━━━━━ Excerpted passage

On September 6, 1990, Moncrief brought this action seeking a declaration that, as defined by the Supplemental UOA, the Consenting Parties constituted a “majority in interest” in the 640 acre drilling block.1 In its Decision Letter Opinion filed on September 18, 1991, the district court concluded that “[t]he critical time for assessing the ownership interests was when Moncrief proposed the drilling of the well. * * * The Defendants had a right to consent or not based upon the circumstances as they were prior to commencement of drilling.” In addition, the district court found, as a matter of law, that the farmout acreage should not be counted as consenting acreage and that appellants were therefore a minority in interest. I agree and would affirm the district court.
It is clear that the resolution of this case depends upon whether the Amoco acreage, purportedly voted by Moncrief pursuant to a right to do so under the Farmout Contract is to be counted as consenting or non-consenting. Moncrief counted it as consenting acreage, and the district court found to the contrary. The decision of the district court was correct.
After Moncrief’s letter modifying the terms of the Farmout Contract, the Farm-out Contract was an option-to-drill agreement as discussed on page 505 of the majority opinion. The majority opinion is not correct in asserting that the Farmout Contract became a bilateral contract if Mon-crief exercised the option by commencing drilling prior to December 31, 1990. Mon-crief had no obligation to drill, and he could earn the farmout acreage only by completing the well as required in the agreement. The condition for earning the farmout acreage was that the well had to be drilled to the contract depth. Moncrief’s letter amending the Farmout Contract serves to distinguish this case from Davis v. Zapata Petroleum Corp., 351 S.W.2d 916 (Tex.Civ.App.1961).
The appellants also contend that they have a carried working interest in this acreage. The terms “carried working interest” and “carried interest” are not defined in the Supplemental UOA, but relying on the authority cited in the Brief of Appellees at 15-17,2 I would agree that this particular Farmout Contract does not create a carried working interest of the farmor’s acreage. A carried interest is created from an arrangement between two or more owners of a working interest. Under the Farmout Contract, only Amoco owned the working interest. Moncrief could not obtain any part of the working interest until he fulfilled his contract duties to drill the well. Since only one party, Amoco, owned the working interest, there can be no carried interest.

━━━━━━━━━━
━━━━━ Material supplied

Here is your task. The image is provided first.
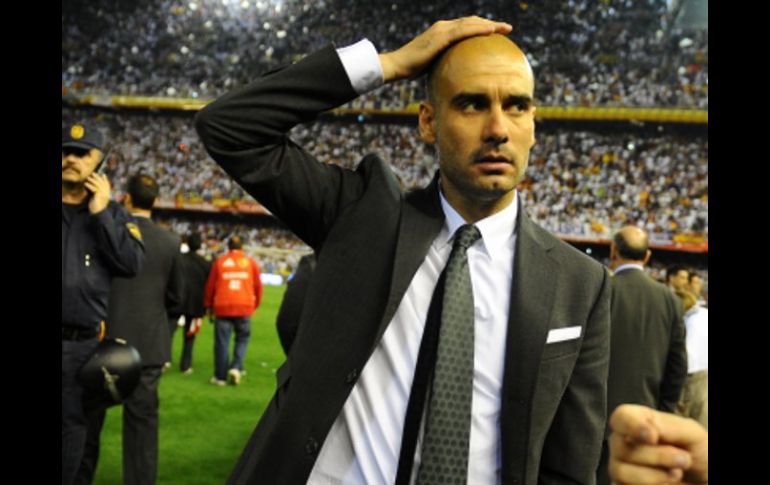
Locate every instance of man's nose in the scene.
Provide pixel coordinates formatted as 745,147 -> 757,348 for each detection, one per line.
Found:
483,106 -> 508,145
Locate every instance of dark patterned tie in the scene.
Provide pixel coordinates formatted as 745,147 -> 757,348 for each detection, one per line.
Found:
417,224 -> 481,485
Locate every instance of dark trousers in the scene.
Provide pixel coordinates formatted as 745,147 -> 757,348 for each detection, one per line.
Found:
179,315 -> 195,372
75,366 -> 162,485
168,315 -> 195,372
61,338 -> 99,485
596,439 -> 612,485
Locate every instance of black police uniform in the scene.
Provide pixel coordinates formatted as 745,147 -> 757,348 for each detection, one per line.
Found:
62,122 -> 144,483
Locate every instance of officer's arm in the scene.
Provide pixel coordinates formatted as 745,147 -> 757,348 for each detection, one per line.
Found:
90,203 -> 144,277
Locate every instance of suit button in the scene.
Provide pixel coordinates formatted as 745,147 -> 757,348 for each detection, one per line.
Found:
305,436 -> 318,455
345,369 -> 358,384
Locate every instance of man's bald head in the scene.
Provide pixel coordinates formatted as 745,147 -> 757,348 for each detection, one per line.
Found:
613,226 -> 649,261
427,34 -> 535,102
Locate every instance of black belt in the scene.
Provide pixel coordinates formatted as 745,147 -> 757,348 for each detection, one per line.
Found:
61,327 -> 99,341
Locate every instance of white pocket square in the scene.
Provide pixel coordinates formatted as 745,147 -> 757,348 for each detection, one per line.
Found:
545,325 -> 582,344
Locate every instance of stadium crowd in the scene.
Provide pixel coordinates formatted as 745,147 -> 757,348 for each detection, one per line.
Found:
62,110 -> 708,246
62,0 -> 708,109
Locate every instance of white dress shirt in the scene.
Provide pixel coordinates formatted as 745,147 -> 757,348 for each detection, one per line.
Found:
307,40 -> 518,485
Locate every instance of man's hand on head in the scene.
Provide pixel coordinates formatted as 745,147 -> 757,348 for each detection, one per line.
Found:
380,16 -> 513,83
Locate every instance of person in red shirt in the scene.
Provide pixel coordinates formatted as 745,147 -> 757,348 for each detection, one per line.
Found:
204,235 -> 262,386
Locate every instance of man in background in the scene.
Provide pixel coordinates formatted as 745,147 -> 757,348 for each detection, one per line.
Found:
204,235 -> 262,386
76,174 -> 183,485
597,226 -> 687,485
61,124 -> 144,485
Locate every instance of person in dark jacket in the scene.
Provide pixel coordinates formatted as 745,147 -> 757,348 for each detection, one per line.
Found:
76,174 -> 184,485
174,233 -> 211,374
61,123 -> 144,485
275,254 -> 315,355
195,17 -> 610,484
596,226 -> 687,485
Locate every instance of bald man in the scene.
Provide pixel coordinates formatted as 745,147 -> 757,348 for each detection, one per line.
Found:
597,226 -> 687,484
196,17 -> 609,485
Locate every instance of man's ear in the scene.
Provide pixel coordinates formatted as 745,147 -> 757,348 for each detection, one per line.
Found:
419,101 -> 436,145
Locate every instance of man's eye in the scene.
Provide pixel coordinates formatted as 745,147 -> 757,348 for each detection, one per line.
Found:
508,101 -> 530,113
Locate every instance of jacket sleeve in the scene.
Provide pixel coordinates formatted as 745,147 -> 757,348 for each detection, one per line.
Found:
538,270 -> 611,485
660,292 -> 687,413
195,45 -> 365,248
89,202 -> 144,278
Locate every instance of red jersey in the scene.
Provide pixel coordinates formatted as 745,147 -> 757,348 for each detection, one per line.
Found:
204,249 -> 262,317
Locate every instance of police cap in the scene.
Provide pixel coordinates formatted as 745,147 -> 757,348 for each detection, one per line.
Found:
61,123 -> 104,151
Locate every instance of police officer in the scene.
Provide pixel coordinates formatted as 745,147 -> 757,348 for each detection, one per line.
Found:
61,123 -> 144,485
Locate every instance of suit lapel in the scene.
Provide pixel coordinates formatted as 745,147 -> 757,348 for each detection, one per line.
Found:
500,209 -> 558,470
374,173 -> 444,346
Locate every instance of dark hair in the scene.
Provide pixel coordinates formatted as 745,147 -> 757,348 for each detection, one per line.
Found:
612,231 -> 649,261
128,173 -> 159,210
227,234 -> 243,249
187,232 -> 201,253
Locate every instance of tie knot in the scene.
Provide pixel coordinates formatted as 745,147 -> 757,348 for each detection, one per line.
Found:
452,224 -> 481,252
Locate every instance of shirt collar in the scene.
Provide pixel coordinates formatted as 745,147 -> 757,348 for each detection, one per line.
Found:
438,187 -> 519,258
613,263 -> 644,274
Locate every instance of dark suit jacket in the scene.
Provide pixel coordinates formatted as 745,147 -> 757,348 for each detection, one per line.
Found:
196,46 -> 609,484
275,254 -> 315,355
106,217 -> 183,366
607,269 -> 687,414
178,251 -> 211,318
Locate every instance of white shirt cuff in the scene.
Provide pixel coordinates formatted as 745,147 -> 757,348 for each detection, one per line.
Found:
337,39 -> 384,94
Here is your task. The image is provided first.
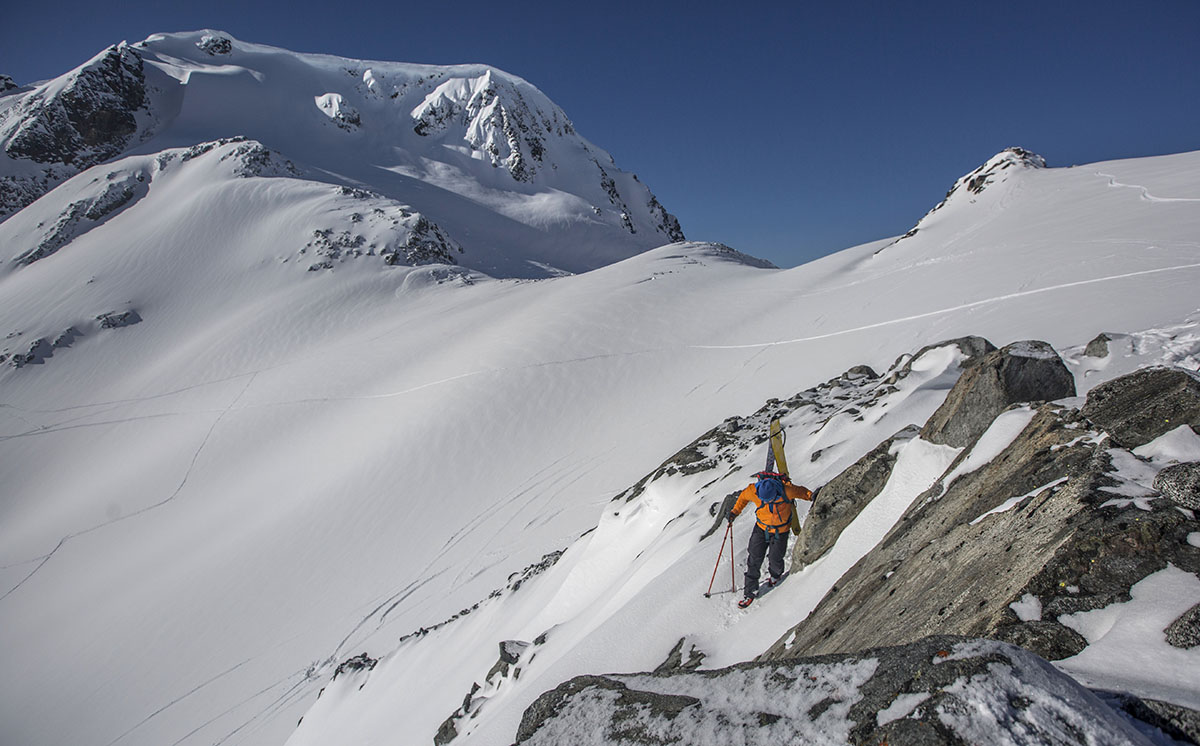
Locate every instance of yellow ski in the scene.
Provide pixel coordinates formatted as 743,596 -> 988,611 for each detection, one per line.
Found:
768,420 -> 800,536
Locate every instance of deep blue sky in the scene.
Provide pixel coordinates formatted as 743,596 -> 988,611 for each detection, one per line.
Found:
0,0 -> 1200,266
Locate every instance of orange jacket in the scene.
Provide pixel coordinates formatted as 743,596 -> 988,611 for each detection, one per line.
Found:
730,480 -> 812,534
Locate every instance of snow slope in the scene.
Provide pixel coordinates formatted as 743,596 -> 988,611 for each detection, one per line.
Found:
0,48 -> 1200,745
0,31 -> 683,277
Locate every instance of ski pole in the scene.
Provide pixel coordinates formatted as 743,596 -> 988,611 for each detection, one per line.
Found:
716,521 -> 738,595
704,521 -> 738,598
704,523 -> 733,598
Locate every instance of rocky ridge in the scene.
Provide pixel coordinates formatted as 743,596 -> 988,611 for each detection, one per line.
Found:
517,337 -> 1200,744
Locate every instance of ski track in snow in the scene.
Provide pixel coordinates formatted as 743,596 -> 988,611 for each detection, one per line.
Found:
1096,172 -> 1200,201
689,265 -> 1200,352
0,372 -> 258,601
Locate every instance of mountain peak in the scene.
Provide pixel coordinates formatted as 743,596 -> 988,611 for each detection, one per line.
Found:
0,29 -> 684,277
880,146 -> 1046,251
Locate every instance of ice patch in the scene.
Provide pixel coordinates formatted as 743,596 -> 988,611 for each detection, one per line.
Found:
875,692 -> 930,728
1133,425 -> 1200,467
1008,594 -> 1042,621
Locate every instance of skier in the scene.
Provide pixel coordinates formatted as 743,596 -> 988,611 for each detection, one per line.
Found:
726,471 -> 812,608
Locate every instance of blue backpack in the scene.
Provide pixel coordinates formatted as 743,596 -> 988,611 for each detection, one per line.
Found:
754,471 -> 787,516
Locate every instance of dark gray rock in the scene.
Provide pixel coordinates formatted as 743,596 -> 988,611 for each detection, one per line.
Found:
1094,691 -> 1200,745
1154,462 -> 1200,510
763,404 -> 1200,658
334,652 -> 379,680
516,637 -> 1148,746
654,637 -> 707,674
96,308 -> 142,329
1165,603 -> 1200,650
196,34 -> 233,56
992,620 -> 1087,661
516,676 -> 701,744
1081,367 -> 1200,449
792,426 -> 917,572
884,337 -> 996,383
920,342 -> 1075,447
5,43 -> 146,170
1084,332 -> 1112,357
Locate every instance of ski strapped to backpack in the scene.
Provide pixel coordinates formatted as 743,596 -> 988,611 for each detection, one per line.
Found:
755,471 -> 792,531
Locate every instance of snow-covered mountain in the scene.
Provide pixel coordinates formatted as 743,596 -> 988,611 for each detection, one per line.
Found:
0,32 -> 1200,746
0,31 -> 683,277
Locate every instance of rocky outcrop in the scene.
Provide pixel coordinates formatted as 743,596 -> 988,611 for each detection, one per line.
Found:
1154,462 -> 1200,510
1081,367 -> 1200,449
0,43 -> 149,221
0,43 -> 146,170
875,148 -> 1046,253
516,637 -> 1150,746
196,34 -> 233,56
792,426 -> 918,572
920,342 -> 1075,447
764,371 -> 1200,660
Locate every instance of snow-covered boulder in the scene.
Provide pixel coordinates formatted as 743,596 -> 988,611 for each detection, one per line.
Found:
0,43 -> 146,168
516,637 -> 1152,746
792,426 -> 918,572
767,369 -> 1200,686
1154,462 -> 1200,510
196,34 -> 233,56
1082,367 -> 1200,449
922,341 -> 1075,447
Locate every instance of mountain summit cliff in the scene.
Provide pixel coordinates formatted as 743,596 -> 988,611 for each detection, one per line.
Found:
0,31 -> 684,277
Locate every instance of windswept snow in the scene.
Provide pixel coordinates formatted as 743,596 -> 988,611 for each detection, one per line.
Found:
0,32 -> 1200,746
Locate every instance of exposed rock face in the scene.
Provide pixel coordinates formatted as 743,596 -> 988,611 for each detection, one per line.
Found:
1097,692 -> 1200,744
1084,332 -> 1112,357
1081,368 -> 1200,449
412,71 -> 575,181
0,43 -> 145,169
792,426 -> 918,572
1166,603 -> 1200,650
763,371 -> 1200,660
196,34 -> 233,56
922,342 -> 1075,447
1154,462 -> 1200,510
516,637 -> 1147,746
876,148 -> 1046,253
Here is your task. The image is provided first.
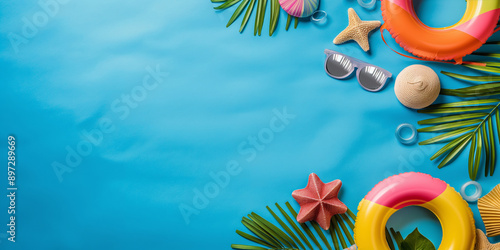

━━━━━━━━━━

* Tasks and exercises *
1. List every full calendar date, with month, day, and year, that appears in the court opinion on Moncrief's drilling block.
2. In the court opinion on Moncrief's drilling block, substitute "disputed acreage" for "Amoco acreage" in the passage starting with "It is clear" and going on through "court was correct.".
3. Resume the court opinion on Moncrief's drilling block after its final sentence.
The records were taken from a different source.

* Responses per task *
1.
September 6, 1990
September 18, 1991
December 31, 1990

2.
It is clear that the resolution of this case depends upon whether the disputed acreage, purportedly voted by Moncrief pursuant to a right to do so under the Farmout Contract is to be counted as consenting or non-consenting. Moncrief counted it as consenting acreage, and the district court found to the contrary. The decision of the district court was correct.

3.
*515Appellants also argue that the Farmout Contract has been amended to afford to Moncrief title to the working interest in that acreage. The trial court concluded that the proposed amendment was not relevant because the critical time for assessing the ownership interests was when Moncrief proposed the drilling of the well. I am in complete accord with this decision. When Moncrief proposed the drilling of the well by his May 31, 1990 letter, Amoco was the owner of the lease and the working interest in that lease, and Moncrief had only a commitment to enter into a Farmout Contract. Since Moncrief acquired no interest until the completion of the well, he could not vote the farmout acreage with his own acreage in calculating whether there was a consenting majority.
The majority cites one case for the proposition that a farmee can earn equitable title to farmout acreage. See Cities Service Oil Co. v. Pubco Petroleum Corp., 497 P.2d 1368 (Wyo.1972). Commenting on the farmout relationship, the majority quotes: “Colorado [Corporation] had no legal title until the contemplated well had been completed. However, it did have a potential or equitable interest[.]” Based on this tenuous language, the majority extends the doctrine of equitable conversion to farmout contracts. The Cities Service case did not address the doctrine of equitable conversion. It was concerned only with the right of a driller of the well to enforce a lien not only against the interest of the company with which it had contracted, but also against the overriding royalty interest. The entire quote from which language is abstracted by the majority is informative:
Colorado had no legal title until the contemplated well had been completed. However, it did have a potential or equitable interest; and courts recognize equitable liens. But it must be remembered that Colorado’s equitable and future interest or rights were at all times subject to a reservation by Cities of its overriding royalty. Therefore, Pubco could not acquire lien rights against the legal or equitable rights of Colorado, without those rights being subject to Cities’ reservation of its overriding royalty.
Cities Service, 497 P.2d at 1373 (emphasis added).
I do not believe the court contemplated that this language would later be used out of context to support an extension of the doctrine of equitable conversion to farmout contracts.
We held as early as 1914 that the doctrine of equitable conversion does not apply to an option. Olds v. Little Horse Creek Cattle Co., 22 Wyo. 336, 140 P. 1004 (1914). In my judgment the doctrine of equitable conversion could not possibly be applied until the completion of the well. At that juncture, the farmee would have the right to have the acreage transferred, and I would accept the doctrine of equitable conversion at that point. Until the condition of performance was accomplished, however, the contract was unilateral, not bilateral. Amoco could not revoke its offer, but the only way that Moncrief could achieve acceptance was by completion of the well. In this regard, the resolution in Metropolitan Mortgage and Sec. Co., Inc. v. Belgarde, 816 P.2d 868 (Wyo.1991), is clear. That case refutes any suggestion from the general authority cited, and relied upon, in the majority opinion to support the application of the doctrine of equitable conversion. Under his letter amendment to the Farm-out Contract, Moncrief had no obligation to drill the well, and he could only achieve the rights of an equitable owner by completion of the well, the condition precedent to performance by Amoco.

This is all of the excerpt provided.